DATA FOR THE TASK:
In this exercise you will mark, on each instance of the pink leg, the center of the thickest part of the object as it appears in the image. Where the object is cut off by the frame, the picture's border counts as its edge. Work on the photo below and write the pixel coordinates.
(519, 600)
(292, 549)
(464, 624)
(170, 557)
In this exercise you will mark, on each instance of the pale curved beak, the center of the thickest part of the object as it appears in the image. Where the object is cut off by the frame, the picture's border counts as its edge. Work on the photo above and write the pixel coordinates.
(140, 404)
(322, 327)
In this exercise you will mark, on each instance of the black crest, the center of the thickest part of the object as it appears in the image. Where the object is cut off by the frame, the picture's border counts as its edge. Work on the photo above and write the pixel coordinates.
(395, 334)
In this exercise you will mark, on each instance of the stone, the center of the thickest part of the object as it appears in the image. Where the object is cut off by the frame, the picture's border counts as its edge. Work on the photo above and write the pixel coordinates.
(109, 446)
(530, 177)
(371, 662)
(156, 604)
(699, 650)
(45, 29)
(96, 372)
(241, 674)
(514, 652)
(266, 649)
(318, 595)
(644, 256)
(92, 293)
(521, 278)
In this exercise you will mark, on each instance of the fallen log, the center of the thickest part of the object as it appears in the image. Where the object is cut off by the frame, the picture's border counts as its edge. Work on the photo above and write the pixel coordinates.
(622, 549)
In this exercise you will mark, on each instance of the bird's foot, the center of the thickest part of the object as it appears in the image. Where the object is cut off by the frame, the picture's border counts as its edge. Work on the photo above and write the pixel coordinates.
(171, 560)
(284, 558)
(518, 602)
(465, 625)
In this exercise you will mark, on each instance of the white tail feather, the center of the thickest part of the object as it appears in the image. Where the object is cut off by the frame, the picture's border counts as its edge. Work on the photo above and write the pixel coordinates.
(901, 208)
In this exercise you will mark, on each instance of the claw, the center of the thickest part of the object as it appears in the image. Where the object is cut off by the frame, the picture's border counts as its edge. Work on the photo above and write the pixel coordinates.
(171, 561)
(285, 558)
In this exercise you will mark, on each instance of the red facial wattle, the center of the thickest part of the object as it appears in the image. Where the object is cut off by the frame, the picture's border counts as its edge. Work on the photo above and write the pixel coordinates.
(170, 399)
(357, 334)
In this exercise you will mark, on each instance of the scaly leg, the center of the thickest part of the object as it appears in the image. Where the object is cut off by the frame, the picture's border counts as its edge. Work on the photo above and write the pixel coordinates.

INSTRUCTIONS TO FOLLOW: In this exercise, reproduce each line above exactly.

WRITTEN REPLY:
In this exercise you will mark, on each instance of the pink leg, the center of the thickest part of the object as it appears in the image. Where the object is cut off by the frame, the picture's border counts as its edge. Work on the photo below and write the pixel coordinates.
(519, 600)
(292, 549)
(464, 624)
(170, 557)
In this exercise you will mark, on each instance of the pale curved beak, the center of the thickest part of the object as it appears in the image. Where the object is cut off by the frame, the picture's border counts as its edge. Work on the photo above and write the pixel coordinates.
(140, 404)
(322, 327)
In this exercise you will mark, on each instance of the black crest, the center of the thickest part of the object as it appears in the image. Where the object is cut off by the frame, the picture's border counts as its edge. Work on the photo above and write the pixel coordinates.
(395, 334)
In this exercise you will mark, on each instance of the stone, the center of the thickest part of the object as it appears in the image. Where the object is cut off by the frame, the picture's border counts as its edge. Work on the photo above and write the pixel coordinates.
(109, 446)
(530, 177)
(371, 662)
(156, 604)
(699, 650)
(45, 29)
(96, 372)
(241, 674)
(514, 652)
(266, 649)
(318, 595)
(644, 256)
(92, 293)
(521, 278)
In this exercise you will mark, on each instance of the fallen log, the center of the thickest part of the object as it appears in the image. Where the object is cut off by the frame, the picture's border counts as its edge. Work on the photo above and write the pixel coordinates.
(622, 549)
In this exercise you will mark, on each instance of the bird's foot, the center of the thickest part of the object as it appears in the image. Where the object is cut off by the frame, the picture's border counts as its edge. Work on the photo above and write the pixel coordinates.
(171, 560)
(284, 558)
(518, 602)
(465, 625)
In this exercise you will mark, on each instance of the white tail feather, the center of the thickest part of the object as it appears in the image. Where the object is cut off by the frame, the picture's border counts as its edge. Work on the photo above and write the pixel coordinates.
(901, 208)
In this exercise you will mark, on each instance of the claw, the center of the thickest part of the object as it appears in the image. Where the object is cut off by the frame, the picture's border counts as its edge. Work on the photo above and write the pixel coordinates.
(171, 561)
(285, 558)
In this exercise you will mark, on each instance of the red facial wattle, the center of the thickest part of the object as it appears in the image. Where the object is cut off by the frame, the picture's border counts as its edge. Work on the photo above and write the pixel coordinates.
(170, 399)
(357, 334)
In this exercise you will mark, on each instance of the scaly leg, the center of the thickest part of the object as it appears in the image. Where the object is cut off by the frame, the picture's border counts as its edge. Work on the photo above and write the pixel coordinates.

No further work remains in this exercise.